■ **Passage provided**:

------------------------------------------------------------

Ken, The owner of the bit HAS the Oak Park system and was not getting good results. The bit we are discussing is from Oak Park. Something is amiss and we have yet to figure out what. The reason I started this thread was to promote proper set ups for all projects.

The bit does have a height adjustment, it is set so the lowest cutter is 1/8" above the table. If this is not done all the geometry would be off. I picked up this information today from Rick.


----------



## Hamlin (Dec 25, 2005)

Mike, check the compression pins that are in the fence, see if they've moved or the holes in the plates are slightly over round. If either case, that will not allow for proper depth of cut.

"The bit does have a height adjustment, it is set so the lowest cutter is 1/8" above the table. If this is not done all the geometry would be off. I picked up this information today from Rick."
Are we still talking about the depth of cut or the height or am I simply misunderstanding?

------------------------------------------------------------

■ **Dataset excerpt**:

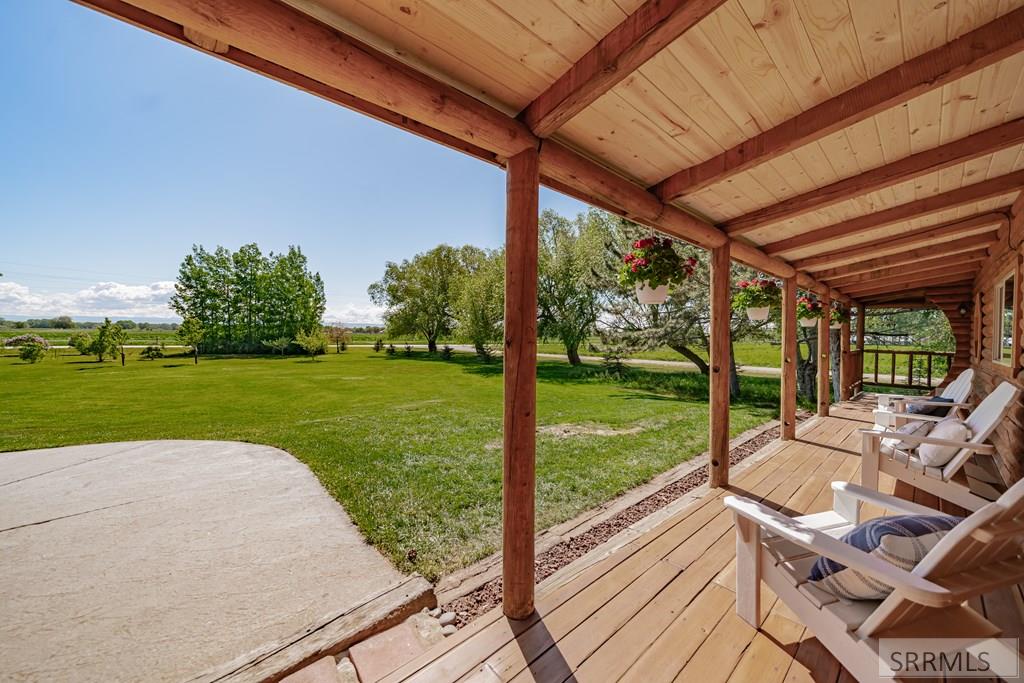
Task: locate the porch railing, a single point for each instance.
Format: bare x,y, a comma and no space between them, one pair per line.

------------------------------------------------------------

■ **What to do**:
**a.** Answer these three questions from the router bit thread, one answer a line, marked to match:
(i) Where is the bit under discussion from?
(ii) How far above the table is the lowest cutter set?
(iii) What does Hamlin tell Mike to check in the fence?
**b.** In the router bit thread, shorten the paragraph that begins "Ken, The owner of the bit HAS" while keeping its main facts.
The data above isn't needed for anything here.

■ **Solution list**:
**a.**
(i) Oak Park.
(ii) 1/8".
(iii) The compression pins, to see whether they've moved or whether the holes in the plates are slightly over round.

**b.** The bit's owner has the Oak Park system, and the bit is also from Oak Park, but results have been poor for reasons not yet found. The thread was started to promote proper setups for all projects.